Return every line below that contains the string "coffee".

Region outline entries
BEGIN
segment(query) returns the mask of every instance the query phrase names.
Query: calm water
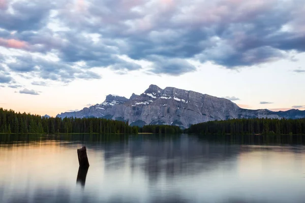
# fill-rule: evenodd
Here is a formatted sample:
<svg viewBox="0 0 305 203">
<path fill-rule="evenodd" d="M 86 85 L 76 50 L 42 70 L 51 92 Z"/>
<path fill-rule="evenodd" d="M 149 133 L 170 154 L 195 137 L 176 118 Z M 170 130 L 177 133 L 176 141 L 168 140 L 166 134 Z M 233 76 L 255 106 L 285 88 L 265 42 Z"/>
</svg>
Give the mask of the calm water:
<svg viewBox="0 0 305 203">
<path fill-rule="evenodd" d="M 303 139 L 0 135 L 0 202 L 304 202 Z"/>
</svg>

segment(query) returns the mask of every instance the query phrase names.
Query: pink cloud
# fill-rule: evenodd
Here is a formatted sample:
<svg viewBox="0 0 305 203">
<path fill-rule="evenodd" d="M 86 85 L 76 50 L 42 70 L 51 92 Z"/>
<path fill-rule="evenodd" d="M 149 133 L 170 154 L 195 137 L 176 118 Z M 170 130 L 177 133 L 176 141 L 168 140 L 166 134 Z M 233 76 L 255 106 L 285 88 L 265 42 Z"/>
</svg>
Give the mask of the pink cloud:
<svg viewBox="0 0 305 203">
<path fill-rule="evenodd" d="M 302 109 L 304 109 L 304 108 L 277 108 L 277 109 L 268 109 L 268 110 L 269 110 L 270 111 L 286 111 L 290 110 L 291 109 L 302 110 Z"/>
<path fill-rule="evenodd" d="M 237 106 L 240 107 L 241 108 L 250 108 L 251 107 L 250 106 L 247 105 L 239 104 L 237 105 Z"/>
<path fill-rule="evenodd" d="M 7 48 L 22 49 L 27 47 L 27 43 L 24 41 L 14 39 L 8 40 L 0 38 L 0 46 Z"/>
</svg>

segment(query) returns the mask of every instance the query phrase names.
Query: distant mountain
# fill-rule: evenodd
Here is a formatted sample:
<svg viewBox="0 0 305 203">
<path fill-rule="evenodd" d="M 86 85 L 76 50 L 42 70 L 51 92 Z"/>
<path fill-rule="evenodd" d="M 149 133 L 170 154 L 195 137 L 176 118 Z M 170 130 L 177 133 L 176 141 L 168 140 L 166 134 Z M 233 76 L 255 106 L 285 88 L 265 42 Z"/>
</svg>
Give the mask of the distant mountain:
<svg viewBox="0 0 305 203">
<path fill-rule="evenodd" d="M 230 100 L 174 87 L 162 89 L 151 85 L 140 95 L 129 99 L 109 94 L 101 104 L 57 117 L 99 117 L 128 121 L 131 125 L 168 124 L 187 128 L 191 124 L 233 118 L 305 117 L 305 111 L 272 112 L 241 109 Z"/>
</svg>

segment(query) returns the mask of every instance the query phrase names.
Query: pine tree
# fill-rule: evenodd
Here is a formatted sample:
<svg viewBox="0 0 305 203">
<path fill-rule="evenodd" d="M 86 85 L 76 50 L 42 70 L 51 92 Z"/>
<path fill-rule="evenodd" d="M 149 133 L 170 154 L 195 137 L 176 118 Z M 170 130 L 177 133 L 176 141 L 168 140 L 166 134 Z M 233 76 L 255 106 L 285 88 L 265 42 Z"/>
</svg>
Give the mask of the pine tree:
<svg viewBox="0 0 305 203">
<path fill-rule="evenodd" d="M 15 121 L 14 124 L 14 132 L 15 132 L 15 133 L 19 133 L 19 123 L 18 122 L 18 119 L 16 116 L 15 117 Z"/>
<path fill-rule="evenodd" d="M 8 133 L 9 134 L 11 134 L 12 133 L 12 131 L 11 131 L 11 124 L 9 124 L 9 127 L 8 127 Z"/>
</svg>

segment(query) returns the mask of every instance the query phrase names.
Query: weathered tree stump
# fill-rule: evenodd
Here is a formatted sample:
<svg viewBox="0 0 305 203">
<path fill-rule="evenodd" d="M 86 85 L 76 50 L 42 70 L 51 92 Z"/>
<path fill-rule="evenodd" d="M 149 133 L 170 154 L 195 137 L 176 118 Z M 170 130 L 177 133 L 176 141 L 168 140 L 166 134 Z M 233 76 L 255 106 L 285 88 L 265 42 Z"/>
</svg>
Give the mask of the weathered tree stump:
<svg viewBox="0 0 305 203">
<path fill-rule="evenodd" d="M 79 166 L 78 168 L 76 183 L 80 183 L 83 187 L 85 186 L 86 183 L 86 176 L 87 176 L 88 168 L 89 168 L 89 166 Z"/>
<path fill-rule="evenodd" d="M 78 162 L 80 166 L 88 167 L 89 161 L 87 156 L 87 149 L 86 147 L 81 149 L 77 149 L 77 155 L 78 156 Z"/>
</svg>

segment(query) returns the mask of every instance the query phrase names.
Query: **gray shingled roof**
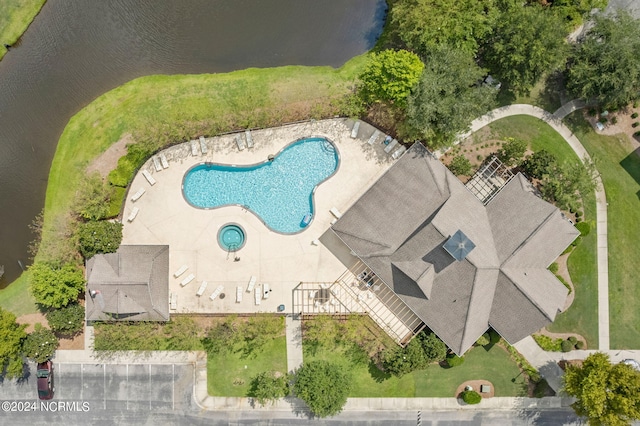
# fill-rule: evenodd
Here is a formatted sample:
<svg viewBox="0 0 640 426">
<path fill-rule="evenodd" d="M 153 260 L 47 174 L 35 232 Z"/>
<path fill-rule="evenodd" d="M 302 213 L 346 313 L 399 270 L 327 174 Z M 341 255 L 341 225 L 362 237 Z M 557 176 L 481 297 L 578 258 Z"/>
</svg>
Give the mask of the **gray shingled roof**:
<svg viewBox="0 0 640 426">
<path fill-rule="evenodd" d="M 567 290 L 546 268 L 579 235 L 522 175 L 485 207 L 419 143 L 332 229 L 458 354 L 552 321 Z M 461 261 L 443 247 L 458 230 L 476 246 Z"/>
<path fill-rule="evenodd" d="M 169 320 L 169 246 L 123 245 L 89 259 L 86 273 L 88 321 Z"/>
</svg>

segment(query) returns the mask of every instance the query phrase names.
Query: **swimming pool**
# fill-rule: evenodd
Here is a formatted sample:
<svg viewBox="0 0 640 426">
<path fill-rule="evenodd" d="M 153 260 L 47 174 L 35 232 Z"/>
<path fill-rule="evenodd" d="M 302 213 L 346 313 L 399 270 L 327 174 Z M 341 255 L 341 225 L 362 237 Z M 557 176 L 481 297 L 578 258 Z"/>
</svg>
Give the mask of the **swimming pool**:
<svg viewBox="0 0 640 426">
<path fill-rule="evenodd" d="M 313 192 L 335 173 L 339 162 L 332 142 L 310 137 L 289 144 L 272 161 L 192 167 L 183 179 L 182 193 L 194 207 L 243 206 L 272 230 L 293 234 L 309 225 Z"/>
</svg>

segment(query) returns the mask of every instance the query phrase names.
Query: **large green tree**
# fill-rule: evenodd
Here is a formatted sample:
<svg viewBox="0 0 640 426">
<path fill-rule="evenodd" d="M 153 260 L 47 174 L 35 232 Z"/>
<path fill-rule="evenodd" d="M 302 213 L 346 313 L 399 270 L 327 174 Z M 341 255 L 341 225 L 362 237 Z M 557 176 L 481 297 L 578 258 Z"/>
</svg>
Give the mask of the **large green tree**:
<svg viewBox="0 0 640 426">
<path fill-rule="evenodd" d="M 621 107 L 640 97 L 640 20 L 627 12 L 595 17 L 574 51 L 567 88 L 583 99 Z"/>
<path fill-rule="evenodd" d="M 582 366 L 569 366 L 564 390 L 592 426 L 630 425 L 640 420 L 640 372 L 627 364 L 612 364 L 609 355 L 596 352 Z"/>
<path fill-rule="evenodd" d="M 31 272 L 31 293 L 36 303 L 44 308 L 62 308 L 78 299 L 84 289 L 82 271 L 73 265 L 58 266 L 36 262 Z"/>
<path fill-rule="evenodd" d="M 382 101 L 403 107 L 423 69 L 420 58 L 406 50 L 372 53 L 360 74 L 360 93 L 369 104 Z"/>
<path fill-rule="evenodd" d="M 431 148 L 451 144 L 471 121 L 495 104 L 497 89 L 478 85 L 486 74 L 473 55 L 449 47 L 425 61 L 418 86 L 407 102 L 407 138 L 425 138 Z"/>
<path fill-rule="evenodd" d="M 27 337 L 26 324 L 18 324 L 16 316 L 0 307 L 0 374 L 9 378 L 22 375 L 22 342 Z"/>
<path fill-rule="evenodd" d="M 400 0 L 391 9 L 400 39 L 422 55 L 442 44 L 475 53 L 497 16 L 494 0 Z"/>
<path fill-rule="evenodd" d="M 482 56 L 508 89 L 528 93 L 543 74 L 563 64 L 565 36 L 562 21 L 549 10 L 516 7 L 501 15 Z"/>
<path fill-rule="evenodd" d="M 350 376 L 344 367 L 328 361 L 305 362 L 295 372 L 293 391 L 317 417 L 342 411 L 350 389 Z"/>
</svg>

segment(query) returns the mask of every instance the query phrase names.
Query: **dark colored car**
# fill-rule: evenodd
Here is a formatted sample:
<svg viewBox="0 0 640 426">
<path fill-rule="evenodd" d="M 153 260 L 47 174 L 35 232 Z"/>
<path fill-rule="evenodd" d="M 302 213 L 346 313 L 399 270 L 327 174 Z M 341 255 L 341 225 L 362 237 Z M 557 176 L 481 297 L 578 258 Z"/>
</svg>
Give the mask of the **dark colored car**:
<svg viewBox="0 0 640 426">
<path fill-rule="evenodd" d="M 38 398 L 53 398 L 53 362 L 51 360 L 39 362 L 36 377 L 38 378 Z"/>
</svg>

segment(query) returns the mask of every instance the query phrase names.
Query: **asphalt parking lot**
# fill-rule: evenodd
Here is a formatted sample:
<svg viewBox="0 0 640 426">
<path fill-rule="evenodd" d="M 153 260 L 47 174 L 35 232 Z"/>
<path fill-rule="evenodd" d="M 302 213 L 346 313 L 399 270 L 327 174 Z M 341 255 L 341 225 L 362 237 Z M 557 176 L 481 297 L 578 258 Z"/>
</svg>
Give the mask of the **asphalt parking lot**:
<svg viewBox="0 0 640 426">
<path fill-rule="evenodd" d="M 54 387 L 53 401 L 88 403 L 92 411 L 183 410 L 192 402 L 193 366 L 54 363 Z M 37 401 L 35 365 L 0 390 L 3 401 Z"/>
</svg>

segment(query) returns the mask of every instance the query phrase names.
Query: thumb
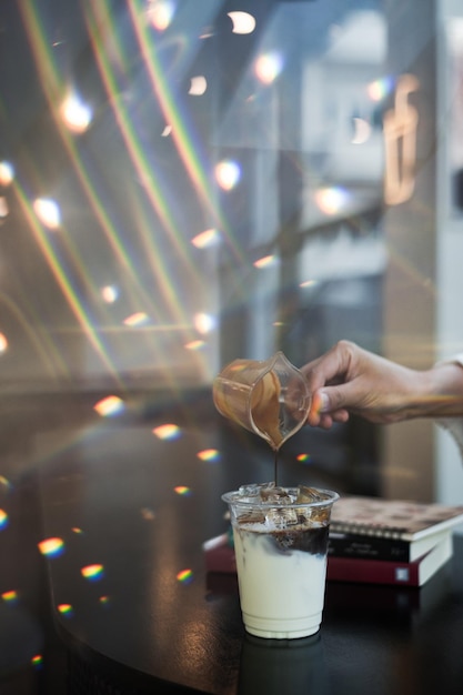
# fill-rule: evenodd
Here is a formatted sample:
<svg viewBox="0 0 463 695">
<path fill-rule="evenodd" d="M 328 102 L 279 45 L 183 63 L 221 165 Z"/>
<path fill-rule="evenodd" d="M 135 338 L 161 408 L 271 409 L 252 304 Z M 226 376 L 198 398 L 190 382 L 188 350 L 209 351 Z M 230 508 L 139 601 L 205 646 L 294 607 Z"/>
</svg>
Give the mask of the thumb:
<svg viewBox="0 0 463 695">
<path fill-rule="evenodd" d="M 316 392 L 318 409 L 320 413 L 332 413 L 345 409 L 348 403 L 346 384 L 338 386 L 324 386 Z"/>
</svg>

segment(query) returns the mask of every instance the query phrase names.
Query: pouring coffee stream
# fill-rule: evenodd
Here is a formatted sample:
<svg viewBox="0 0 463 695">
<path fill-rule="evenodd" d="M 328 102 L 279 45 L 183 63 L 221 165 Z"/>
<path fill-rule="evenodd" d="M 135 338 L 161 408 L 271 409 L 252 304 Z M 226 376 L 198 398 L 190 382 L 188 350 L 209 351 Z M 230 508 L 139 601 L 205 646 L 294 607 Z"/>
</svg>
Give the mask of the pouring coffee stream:
<svg viewBox="0 0 463 695">
<path fill-rule="evenodd" d="M 218 411 L 274 451 L 274 482 L 284 442 L 304 424 L 311 395 L 303 374 L 280 351 L 269 360 L 234 360 L 213 382 Z"/>
</svg>

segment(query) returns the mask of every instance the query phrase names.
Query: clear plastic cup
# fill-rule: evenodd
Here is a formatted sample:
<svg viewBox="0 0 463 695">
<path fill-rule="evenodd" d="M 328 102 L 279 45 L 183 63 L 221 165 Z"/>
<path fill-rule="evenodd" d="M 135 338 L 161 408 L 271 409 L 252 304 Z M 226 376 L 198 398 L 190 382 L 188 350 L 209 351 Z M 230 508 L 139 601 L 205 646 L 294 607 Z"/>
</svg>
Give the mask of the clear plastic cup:
<svg viewBox="0 0 463 695">
<path fill-rule="evenodd" d="M 262 491 L 273 491 L 269 494 Z M 320 629 L 328 534 L 338 493 L 299 486 L 243 486 L 222 495 L 233 526 L 246 631 L 291 639 Z"/>
<path fill-rule="evenodd" d="M 278 352 L 269 360 L 234 360 L 214 379 L 218 411 L 266 440 L 273 450 L 306 421 L 311 394 L 303 374 Z"/>
</svg>

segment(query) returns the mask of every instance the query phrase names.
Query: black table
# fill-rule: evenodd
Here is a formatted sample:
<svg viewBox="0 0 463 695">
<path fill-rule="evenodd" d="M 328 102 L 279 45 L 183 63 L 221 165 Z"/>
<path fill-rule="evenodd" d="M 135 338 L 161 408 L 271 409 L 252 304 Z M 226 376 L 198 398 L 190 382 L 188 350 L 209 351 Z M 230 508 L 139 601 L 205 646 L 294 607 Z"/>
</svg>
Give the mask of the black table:
<svg viewBox="0 0 463 695">
<path fill-rule="evenodd" d="M 319 635 L 252 638 L 235 580 L 207 576 L 201 544 L 228 527 L 221 492 L 271 479 L 272 456 L 214 423 L 183 422 L 164 440 L 153 426 L 103 422 L 40 442 L 43 533 L 63 541 L 48 564 L 71 693 L 461 695 L 462 537 L 421 590 L 329 584 Z"/>
</svg>

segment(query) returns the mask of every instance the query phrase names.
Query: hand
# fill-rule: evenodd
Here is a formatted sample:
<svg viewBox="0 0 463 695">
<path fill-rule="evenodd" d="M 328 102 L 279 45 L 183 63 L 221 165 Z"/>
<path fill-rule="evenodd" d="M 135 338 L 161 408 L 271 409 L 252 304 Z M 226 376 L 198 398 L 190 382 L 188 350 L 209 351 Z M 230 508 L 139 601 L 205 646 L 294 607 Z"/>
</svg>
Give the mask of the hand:
<svg viewBox="0 0 463 695">
<path fill-rule="evenodd" d="M 310 425 L 329 429 L 350 413 L 384 424 L 429 414 L 424 394 L 432 393 L 432 370 L 401 366 L 349 341 L 301 371 L 312 392 Z"/>
</svg>

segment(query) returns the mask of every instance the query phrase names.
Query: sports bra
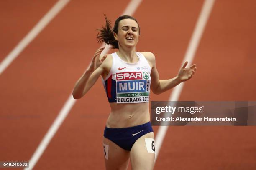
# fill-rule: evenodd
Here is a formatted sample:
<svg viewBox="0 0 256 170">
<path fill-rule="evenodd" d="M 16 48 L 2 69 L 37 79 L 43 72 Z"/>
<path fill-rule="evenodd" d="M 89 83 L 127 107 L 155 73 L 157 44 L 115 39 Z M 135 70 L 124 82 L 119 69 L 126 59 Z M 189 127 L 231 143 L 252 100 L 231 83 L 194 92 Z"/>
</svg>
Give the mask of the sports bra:
<svg viewBox="0 0 256 170">
<path fill-rule="evenodd" d="M 116 52 L 112 66 L 102 83 L 109 102 L 134 103 L 148 102 L 151 78 L 151 68 L 144 55 L 136 52 L 139 61 L 129 63 L 123 60 Z"/>
</svg>

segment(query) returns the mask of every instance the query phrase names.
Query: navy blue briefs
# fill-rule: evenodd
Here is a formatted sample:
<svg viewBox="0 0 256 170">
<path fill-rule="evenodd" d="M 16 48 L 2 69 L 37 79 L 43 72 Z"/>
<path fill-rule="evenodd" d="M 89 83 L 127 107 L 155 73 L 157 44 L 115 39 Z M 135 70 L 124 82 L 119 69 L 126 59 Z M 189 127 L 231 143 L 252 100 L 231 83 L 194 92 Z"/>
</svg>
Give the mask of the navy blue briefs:
<svg viewBox="0 0 256 170">
<path fill-rule="evenodd" d="M 105 127 L 104 137 L 122 148 L 130 151 L 133 145 L 140 137 L 153 132 L 150 122 L 131 127 L 108 128 Z"/>
</svg>

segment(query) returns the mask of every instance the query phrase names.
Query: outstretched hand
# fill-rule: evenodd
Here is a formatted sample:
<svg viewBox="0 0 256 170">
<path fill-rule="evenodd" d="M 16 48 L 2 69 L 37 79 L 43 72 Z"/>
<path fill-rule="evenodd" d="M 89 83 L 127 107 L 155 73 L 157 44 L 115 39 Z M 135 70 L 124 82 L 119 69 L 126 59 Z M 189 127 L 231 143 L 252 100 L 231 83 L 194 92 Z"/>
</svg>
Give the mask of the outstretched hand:
<svg viewBox="0 0 256 170">
<path fill-rule="evenodd" d="M 101 54 L 105 48 L 105 47 L 104 46 L 99 48 L 96 50 L 92 58 L 92 60 L 91 62 L 90 66 L 87 69 L 88 70 L 90 71 L 94 71 L 101 65 L 101 64 L 107 58 L 107 55 L 105 54 L 102 56 L 101 59 L 100 59 L 100 54 Z"/>
<path fill-rule="evenodd" d="M 178 78 L 182 82 L 186 81 L 192 78 L 197 70 L 195 64 L 186 68 L 187 63 L 187 61 L 185 62 L 183 66 L 179 70 L 178 74 Z"/>
</svg>

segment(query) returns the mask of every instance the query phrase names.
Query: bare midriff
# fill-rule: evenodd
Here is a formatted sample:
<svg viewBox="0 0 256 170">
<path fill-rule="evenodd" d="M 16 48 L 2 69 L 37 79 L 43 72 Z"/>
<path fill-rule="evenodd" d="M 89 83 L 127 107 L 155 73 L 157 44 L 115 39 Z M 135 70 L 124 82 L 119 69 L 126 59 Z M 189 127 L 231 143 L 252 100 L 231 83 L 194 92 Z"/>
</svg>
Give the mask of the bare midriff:
<svg viewBox="0 0 256 170">
<path fill-rule="evenodd" d="M 111 111 L 107 120 L 108 128 L 129 127 L 150 120 L 148 102 L 110 104 Z"/>
</svg>

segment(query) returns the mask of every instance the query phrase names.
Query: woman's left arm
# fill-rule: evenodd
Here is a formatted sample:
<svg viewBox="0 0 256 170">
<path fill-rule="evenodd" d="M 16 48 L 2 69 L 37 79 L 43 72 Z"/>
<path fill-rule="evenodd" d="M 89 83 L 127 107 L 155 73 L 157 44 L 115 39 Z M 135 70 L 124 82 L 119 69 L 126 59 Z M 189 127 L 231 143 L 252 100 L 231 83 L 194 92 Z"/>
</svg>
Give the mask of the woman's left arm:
END
● **WORKED ANSWER**:
Query: pouring coffee stream
Give the mask of the pouring coffee stream:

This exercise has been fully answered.